▶ [WHAT THE EXERCISE ASKS]
Search the listing for the word "instance". Copy every line where it is found.

'''

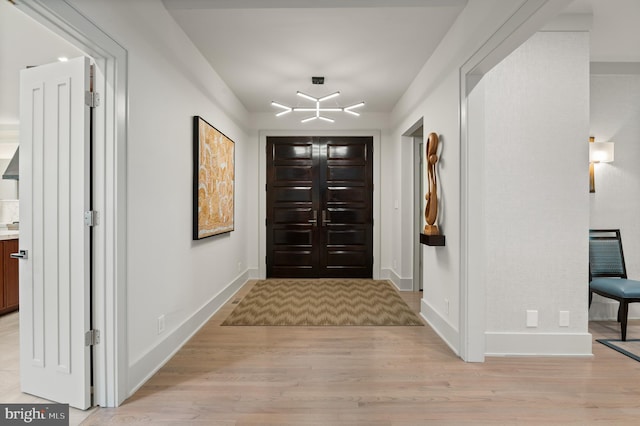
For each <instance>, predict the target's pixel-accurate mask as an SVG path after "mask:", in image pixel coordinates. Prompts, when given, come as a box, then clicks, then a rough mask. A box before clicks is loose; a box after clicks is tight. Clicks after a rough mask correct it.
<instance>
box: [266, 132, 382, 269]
mask: <svg viewBox="0 0 640 426" xmlns="http://www.w3.org/2000/svg"><path fill="white" fill-rule="evenodd" d="M372 204H373V138H371V137H289V136H287V137H268V138H267V277H288V278H309V277H340V278H371V277H372V269H373V208H372Z"/></svg>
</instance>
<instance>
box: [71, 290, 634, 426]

'''

▶ [ANSWER TO THIS PROBLEM]
For each <instance>, predict the target's pixel-accurate mask as an SVG path after "mask:", in image pixel coordinates. Prompts, when given, come as a box, then clicks, then a rough mask. A box before clicks is loose; a box after clicks is tight. Clicks after a rough mask correct it.
<instance>
</instance>
<instance>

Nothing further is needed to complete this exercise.